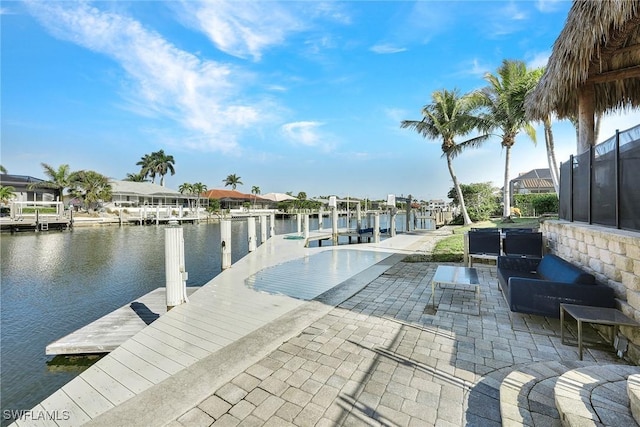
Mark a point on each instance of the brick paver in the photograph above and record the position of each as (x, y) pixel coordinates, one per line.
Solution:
(384, 357)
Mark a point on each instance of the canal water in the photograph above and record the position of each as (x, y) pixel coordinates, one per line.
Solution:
(53, 283)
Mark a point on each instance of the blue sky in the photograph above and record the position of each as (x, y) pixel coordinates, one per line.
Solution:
(290, 96)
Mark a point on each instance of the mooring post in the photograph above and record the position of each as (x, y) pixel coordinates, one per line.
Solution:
(225, 242)
(392, 225)
(251, 231)
(263, 229)
(408, 219)
(306, 226)
(176, 275)
(334, 226)
(376, 227)
(272, 224)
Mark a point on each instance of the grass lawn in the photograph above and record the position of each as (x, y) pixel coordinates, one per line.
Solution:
(451, 249)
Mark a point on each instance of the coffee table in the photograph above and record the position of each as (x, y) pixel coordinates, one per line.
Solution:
(451, 275)
(596, 315)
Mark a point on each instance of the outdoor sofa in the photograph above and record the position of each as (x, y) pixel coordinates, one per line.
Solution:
(539, 285)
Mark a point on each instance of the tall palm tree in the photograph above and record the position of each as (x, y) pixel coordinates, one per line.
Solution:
(163, 164)
(59, 179)
(198, 189)
(255, 190)
(135, 177)
(232, 180)
(449, 116)
(147, 169)
(91, 187)
(504, 100)
(6, 193)
(187, 189)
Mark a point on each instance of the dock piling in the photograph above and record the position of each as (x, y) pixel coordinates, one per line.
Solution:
(251, 231)
(225, 242)
(175, 273)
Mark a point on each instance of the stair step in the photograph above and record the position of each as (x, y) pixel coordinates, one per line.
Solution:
(595, 395)
(526, 393)
(633, 392)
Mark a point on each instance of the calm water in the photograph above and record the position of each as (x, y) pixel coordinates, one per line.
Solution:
(53, 283)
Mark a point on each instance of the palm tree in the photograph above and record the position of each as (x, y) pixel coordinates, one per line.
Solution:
(198, 189)
(147, 167)
(187, 189)
(448, 116)
(135, 177)
(163, 164)
(6, 193)
(156, 163)
(91, 187)
(255, 190)
(59, 179)
(504, 99)
(232, 180)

■ ■ ■ ■

EXERCISE REQUIREMENTS. What do the lines above say from the one containing "Mark a point on each instance of the dock" down to the one containing "Mark a point on each instance of the palm"? Return them exactly, both end lines included, and only them.

TASK OUTPUT.
Mark a point on each instance of the dock piling in the photograph above and record the position of each as (x, y) pixel coordinates, one per line.
Solution:
(251, 231)
(225, 242)
(175, 273)
Mark a point on each instance of the stair step in the photograph above and record the position of each as (x, y) pixel coordinates, one per line.
Solution:
(595, 395)
(526, 393)
(633, 392)
Mark a point on each instance of the calm water in the photograph above and record the position of each as (x, y) pixel coordinates, one per line.
Solution:
(53, 283)
Mark a point on each instance of the palm tree in the photograph above and record the position of each as (x, y) pixel coordinates, one per line.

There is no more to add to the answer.